_Извлечённый текст_.

☆ ☆ ☆ ☆

Политические разногласия отчасти усиливала личная враждебность к некоторым министрам Верховного управления, царившая в кругах региональной элиты. Многие местные политики, видимо, были готовы поддержать председательство Чайковского, имевшего всероссийскую известность и репутацию демократического лидера. Некоторую популярность в Архангельске вскоре смог приобрести и яркий публицист Гуковский, уже в конце 1918 г. неожиданно прибавивший к своим политическим регалиям пост архангельского городского головы, на который он был избран голосами социалистического блока городской думы. Но большинство молодых министров Верховного управления были встречены губернской политической элитой, прежде всего либеральными кругами, настороженно и даже враждебно.
Еще более, чем отчуждение провинциальной общественности, положение Верховного управления осложнило открытое противодействие со стороны капитана Чаплина и правых офицерских кругов. Для Чаплина, занявшего в начале августа 1918 г. пост командующего вооруженными силами Верховного управления[309], персональный состав правительства, и особенно его молодые министры с революционно-эсеровским и даже террористическим прошлым, казался главным препятствием на пути успешной организации белой власти на Севере. Несмотря на то что сам тридцатидвухлетний капитан флота только в условиях революции смог превратиться в сухопутного командующего и даже оказаться во главе целой нарождающейся белой армии, его презрение к эсеровским парвеню в Верховном управлении не знало границ. Правда, Чаплин, уступивший еще в июле формирование новой власти Чайковскому, не сомневался в искренности и патриотизме лично главы кабинета, хотя и признавал, что, проведя б?льшую часть жизни за границей, тот совершенно не разбирался в российской обстановке. Не подвергал он сомнению и профессионализм юриста Гуковского, который, по мнению Чаплина, был хорошо подготовлен к занимаемой им должности управляющего Отделом юстиции[310]. Но молодость, отсутствие политического опыта и радикальное прошлое Маслова, Дедусенко и Лихача, задававших тон в работе кабинета, были тем, с чем Чаплин не мог и не хотел мириться.

☆ ☆ ☆ ☆

_Исходные данные_.

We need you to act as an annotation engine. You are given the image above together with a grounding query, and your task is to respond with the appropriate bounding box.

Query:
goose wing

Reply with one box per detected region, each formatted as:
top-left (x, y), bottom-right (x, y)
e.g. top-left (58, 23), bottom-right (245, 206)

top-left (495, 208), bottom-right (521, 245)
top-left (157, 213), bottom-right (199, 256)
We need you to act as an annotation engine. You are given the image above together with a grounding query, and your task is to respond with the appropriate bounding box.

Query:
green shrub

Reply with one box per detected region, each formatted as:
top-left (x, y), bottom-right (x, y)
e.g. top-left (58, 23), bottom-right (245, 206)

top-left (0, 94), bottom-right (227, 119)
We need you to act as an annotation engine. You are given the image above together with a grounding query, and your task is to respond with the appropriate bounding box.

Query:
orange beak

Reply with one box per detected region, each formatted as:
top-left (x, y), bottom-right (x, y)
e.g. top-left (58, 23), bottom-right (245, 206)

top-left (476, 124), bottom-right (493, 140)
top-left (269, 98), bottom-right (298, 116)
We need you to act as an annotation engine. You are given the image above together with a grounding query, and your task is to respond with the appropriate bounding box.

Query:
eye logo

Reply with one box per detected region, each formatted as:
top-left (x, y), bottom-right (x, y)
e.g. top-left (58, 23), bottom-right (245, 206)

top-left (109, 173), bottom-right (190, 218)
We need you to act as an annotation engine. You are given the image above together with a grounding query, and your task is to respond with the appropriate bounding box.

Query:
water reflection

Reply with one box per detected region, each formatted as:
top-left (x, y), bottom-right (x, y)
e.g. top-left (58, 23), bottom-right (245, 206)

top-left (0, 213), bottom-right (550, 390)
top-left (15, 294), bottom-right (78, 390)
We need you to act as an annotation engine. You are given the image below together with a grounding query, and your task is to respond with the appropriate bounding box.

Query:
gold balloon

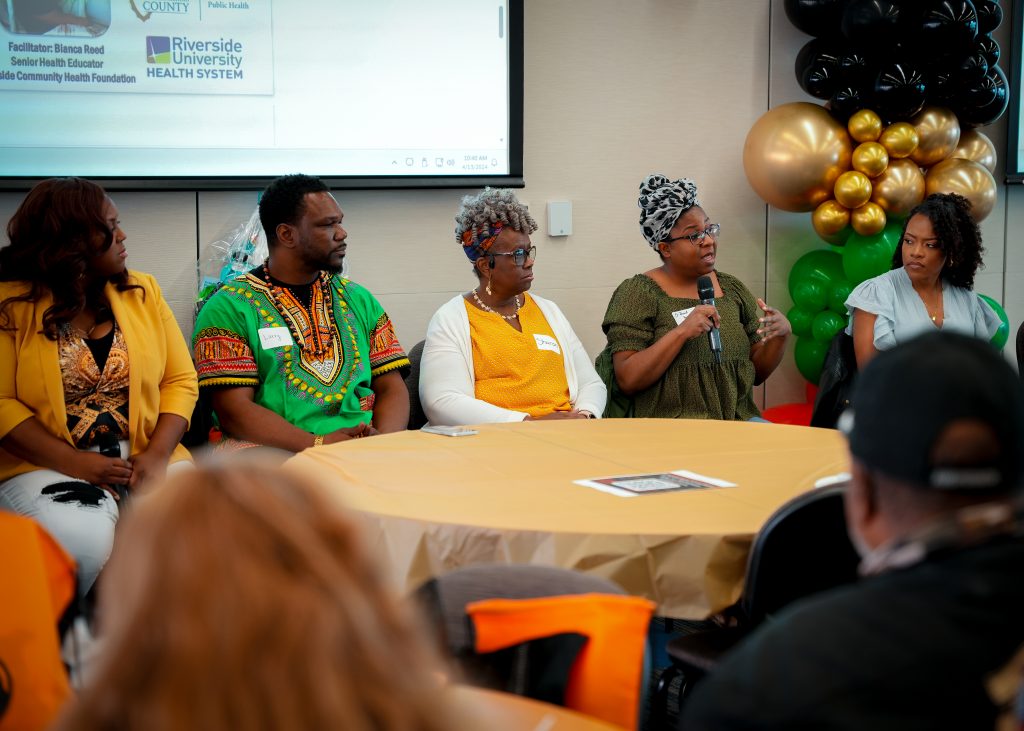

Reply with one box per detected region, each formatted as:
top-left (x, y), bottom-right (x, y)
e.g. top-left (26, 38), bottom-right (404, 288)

top-left (879, 122), bottom-right (921, 158)
top-left (871, 158), bottom-right (925, 217)
top-left (743, 101), bottom-right (853, 211)
top-left (851, 142), bottom-right (889, 178)
top-left (846, 110), bottom-right (882, 142)
top-left (950, 129), bottom-right (997, 173)
top-left (925, 158), bottom-right (995, 221)
top-left (811, 201), bottom-right (850, 241)
top-left (850, 203), bottom-right (886, 237)
top-left (910, 106), bottom-right (959, 168)
top-left (835, 170), bottom-right (871, 208)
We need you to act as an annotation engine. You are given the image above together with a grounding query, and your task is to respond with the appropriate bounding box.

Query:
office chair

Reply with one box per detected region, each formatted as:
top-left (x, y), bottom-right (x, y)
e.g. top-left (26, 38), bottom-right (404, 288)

top-left (416, 565), bottom-right (654, 728)
top-left (651, 483), bottom-right (860, 729)
top-left (406, 340), bottom-right (427, 429)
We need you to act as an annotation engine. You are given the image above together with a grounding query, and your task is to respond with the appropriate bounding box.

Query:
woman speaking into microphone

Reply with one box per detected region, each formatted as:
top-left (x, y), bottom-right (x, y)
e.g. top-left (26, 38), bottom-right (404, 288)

top-left (597, 175), bottom-right (791, 421)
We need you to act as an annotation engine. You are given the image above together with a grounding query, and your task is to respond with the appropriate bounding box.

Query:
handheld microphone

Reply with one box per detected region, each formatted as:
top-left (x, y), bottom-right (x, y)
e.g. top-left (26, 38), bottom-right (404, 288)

top-left (697, 274), bottom-right (722, 363)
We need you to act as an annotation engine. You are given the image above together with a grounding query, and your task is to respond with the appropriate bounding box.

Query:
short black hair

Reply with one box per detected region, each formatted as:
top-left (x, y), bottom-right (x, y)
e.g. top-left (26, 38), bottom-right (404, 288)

top-left (893, 192), bottom-right (985, 290)
top-left (259, 173), bottom-right (331, 246)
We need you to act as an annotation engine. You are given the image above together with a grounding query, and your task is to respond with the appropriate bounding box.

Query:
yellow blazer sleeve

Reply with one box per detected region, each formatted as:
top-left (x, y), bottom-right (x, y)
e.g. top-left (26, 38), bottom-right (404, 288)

top-left (0, 321), bottom-right (33, 439)
top-left (154, 282), bottom-right (199, 421)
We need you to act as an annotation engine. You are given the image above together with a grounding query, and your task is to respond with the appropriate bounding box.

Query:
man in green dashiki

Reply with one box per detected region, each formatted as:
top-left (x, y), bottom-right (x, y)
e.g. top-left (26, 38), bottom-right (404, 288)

top-left (193, 175), bottom-right (409, 452)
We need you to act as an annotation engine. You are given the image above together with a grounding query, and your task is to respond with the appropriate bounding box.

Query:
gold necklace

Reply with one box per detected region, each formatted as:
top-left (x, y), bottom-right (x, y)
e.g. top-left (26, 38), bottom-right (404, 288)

top-left (473, 287), bottom-right (522, 321)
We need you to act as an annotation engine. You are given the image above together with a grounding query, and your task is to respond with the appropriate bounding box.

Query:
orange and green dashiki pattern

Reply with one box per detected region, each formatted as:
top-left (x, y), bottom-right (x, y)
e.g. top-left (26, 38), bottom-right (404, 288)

top-left (193, 272), bottom-right (409, 434)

☆ ☆ ☆ ☆

_Что нужно сделать_.
a – Перепишите из отрывка о Верховном управлении фрагмент между словами «Политические разногласия отчасти» и «и даже враждебно.» включительно.
b – В листинге возьмите строки между строкой, где есть «the image below», и строкой, где есть «top-left (835, 170), bottom-right (871, 208)», включительно, и подставьте в них «yellow balloon» вместо «gold balloon», ничего больше не меняя. Выведите только эти строки, картинки в ответ не включайте.

_Ответы по заданиям_.
a –
Политические разногласия отчасти усиливала личная враждебность к некоторым министрам Верховного управления, царившая в кругах региональной элиты. Многие местные политики, видимо, были готовы поддержать председательство Чайковского, имевшего всероссийскую известность и репутацию демократического лидера. Некоторую популярность в Архангельске вскоре смог приобрести и яркий публицист Гуковский, уже в конце 1918 г. неожиданно прибавивший к своим политическим регалиям пост архангельского городского головы, на который он был избран голосами социалистического блока городской думы. Но большинство молодых министров Верховного управления были встречены губернской политической элитой, прежде всего либеральными кругами, настороженно и даже враждебно.

b –
We need you to act as an annotation engine. You are given the image below together with a grounding query, and your task is to respond with the appropriate bounding box.

Query:
yellow balloon


Reply with one box per detected region, each formatted as:
top-left (x, y), bottom-right (x, y)
e.g. top-left (26, 38), bottom-right (404, 288)

top-left (879, 122), bottom-right (921, 158)
top-left (871, 158), bottom-right (925, 217)
top-left (743, 101), bottom-right (853, 211)
top-left (851, 142), bottom-right (889, 178)
top-left (846, 110), bottom-right (882, 142)
top-left (950, 129), bottom-right (997, 173)
top-left (925, 158), bottom-right (995, 221)
top-left (811, 201), bottom-right (850, 241)
top-left (850, 203), bottom-right (886, 237)
top-left (910, 106), bottom-right (959, 168)
top-left (835, 170), bottom-right (871, 208)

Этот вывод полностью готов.